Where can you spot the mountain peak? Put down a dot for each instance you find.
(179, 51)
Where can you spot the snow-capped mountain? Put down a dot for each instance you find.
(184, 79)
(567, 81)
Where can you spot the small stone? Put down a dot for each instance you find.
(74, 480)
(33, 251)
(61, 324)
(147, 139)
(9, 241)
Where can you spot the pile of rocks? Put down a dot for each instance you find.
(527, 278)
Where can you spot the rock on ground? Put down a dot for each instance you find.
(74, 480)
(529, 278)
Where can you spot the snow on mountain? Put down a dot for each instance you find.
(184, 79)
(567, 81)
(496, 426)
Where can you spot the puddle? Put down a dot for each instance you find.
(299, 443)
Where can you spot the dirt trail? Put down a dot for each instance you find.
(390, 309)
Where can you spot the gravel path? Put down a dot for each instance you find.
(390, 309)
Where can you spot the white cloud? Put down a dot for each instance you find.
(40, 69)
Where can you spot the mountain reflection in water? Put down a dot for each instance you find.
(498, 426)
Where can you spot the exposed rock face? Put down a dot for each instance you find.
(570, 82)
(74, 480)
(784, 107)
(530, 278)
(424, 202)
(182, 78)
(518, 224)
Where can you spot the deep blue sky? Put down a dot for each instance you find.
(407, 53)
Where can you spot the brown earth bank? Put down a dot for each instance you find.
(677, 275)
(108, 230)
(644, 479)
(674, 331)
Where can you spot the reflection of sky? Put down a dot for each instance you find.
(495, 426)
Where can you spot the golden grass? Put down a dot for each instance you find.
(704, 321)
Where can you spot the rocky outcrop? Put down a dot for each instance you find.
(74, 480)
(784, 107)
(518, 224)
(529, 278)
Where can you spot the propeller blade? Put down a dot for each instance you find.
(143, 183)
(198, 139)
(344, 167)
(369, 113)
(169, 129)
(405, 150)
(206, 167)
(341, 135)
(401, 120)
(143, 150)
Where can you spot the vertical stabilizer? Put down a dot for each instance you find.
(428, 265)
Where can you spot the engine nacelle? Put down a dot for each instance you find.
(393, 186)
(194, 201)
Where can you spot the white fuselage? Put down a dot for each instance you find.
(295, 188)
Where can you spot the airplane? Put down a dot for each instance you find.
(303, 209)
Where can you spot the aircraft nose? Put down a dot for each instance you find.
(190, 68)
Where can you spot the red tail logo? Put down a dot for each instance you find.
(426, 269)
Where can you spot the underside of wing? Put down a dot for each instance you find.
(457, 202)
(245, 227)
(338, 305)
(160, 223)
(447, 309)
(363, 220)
○ ○ ○ ○ ○
Instructions for the task:
Output every line of the records above as a Markdown table with the columns Nr and Line, numbering each row and leaving out blank lines.

Exercise response:
| Nr | Line |
|---|---|
| 1 | Where can you spot the mountain peak? Put down a dot for each instance you find. |
| 2 | (179, 51) |
| 3 | Where can you spot the snow-capped mountain? Put down a dot for each instance you find. |
| 4 | (184, 79) |
| 5 | (567, 81) |
| 6 | Where can you spot the small stone? Put down a dot for each instance you find. |
| 7 | (74, 480) |
| 8 | (33, 251) |
| 9 | (61, 324) |
| 10 | (147, 139) |
| 11 | (9, 241) |
| 12 | Where can you spot the pile of rocks? Put down a dot for each instance you find. |
| 13 | (527, 278) |
| 14 | Where can you spot the rock on ground? Put down a dot for each instance you find. |
| 15 | (74, 480) |
| 16 | (529, 278) |
| 17 | Where can you spot the snow on mountain? Put down a dot for each instance you find. |
| 18 | (184, 79) |
| 19 | (567, 81) |
| 20 | (496, 426) |
| 21 | Where can you spot the puddle? Put down a dot for each instance you find. |
| 22 | (299, 443) |
| 23 | Where can you spot the dirt trail? Put down a dot for each instance you find. |
| 24 | (390, 309) |
| 25 | Where can you spot the gravel path? Put down a dot for each instance you find. |
| 26 | (390, 309) |
| 27 | Where can you spot the white cloud? Put down a dot for each instance you find. |
| 28 | (40, 69) |
| 29 | Where can you spot the mountain reflection in water? Put down a dot for each instance you find. |
| 30 | (498, 426) |
| 31 | Where can you spot the exposed rock face? Put down a dot for each instance you find. |
| 32 | (570, 82) |
| 33 | (74, 480) |
| 34 | (784, 107) |
| 35 | (530, 278) |
| 36 | (424, 202) |
| 37 | (182, 78) |
| 38 | (518, 224) |
| 39 | Where can you spot the deep blue sky? Put down a dot for each instance you find. |
| 40 | (407, 53) |
| 41 | Where can you spot the brown earth bank? Put down a dot for each instance you find. |
| 42 | (677, 275) |
| 43 | (108, 230) |
| 44 | (644, 479) |
| 45 | (674, 331) |
| 46 | Where can you spot the reflection of sky? Put down a dot for each instance you find. |
| 47 | (495, 426) |
| 48 | Where can you spot the golden grass? Put down a dot for each instance you find. |
| 49 | (704, 321) |
| 50 | Where can you spot the rocky outcrop? Put down a dot for each instance you find. |
| 51 | (74, 480) |
| 52 | (784, 107) |
| 53 | (518, 224) |
| 54 | (529, 278) |
| 55 | Where can you spot the propeller blade? Put down a dot for each instance you find. |
| 56 | (143, 183) |
| 57 | (198, 139) |
| 58 | (344, 167) |
| 59 | (369, 113) |
| 60 | (169, 129) |
| 61 | (405, 150) |
| 62 | (206, 167) |
| 63 | (341, 135) |
| 64 | (401, 120) |
| 65 | (143, 150) |
| 66 | Where can you spot the vertical stabilizer? Put down a dot for each instance you find. |
| 67 | (428, 265) |
| 68 | Where can you spot the engine nacelle? Put down a dot for each instance you find. |
| 69 | (393, 186) |
| 70 | (194, 201) |
| 71 | Where can you spot the white fuselage? Put down a dot for each instance you find. |
| 72 | (295, 188) |
| 73 | Where can you spot the airplane? Put down a dot for each instance you find. |
| 74 | (303, 209) |
| 75 | Where can you spot the aircraft nose? Put down a dot for each instance you find. |
| 76 | (190, 68) |
| 77 | Where can you spot the red tail logo? Put down a dot for each instance you find. |
| 78 | (426, 269) |
| 79 | Where can you spot the underside of wing? Put down a dot for each instance you find. |
| 80 | (457, 202) |
| 81 | (245, 227) |
| 82 | (338, 305) |
| 83 | (160, 223) |
| 84 | (447, 309) |
| 85 | (363, 220) |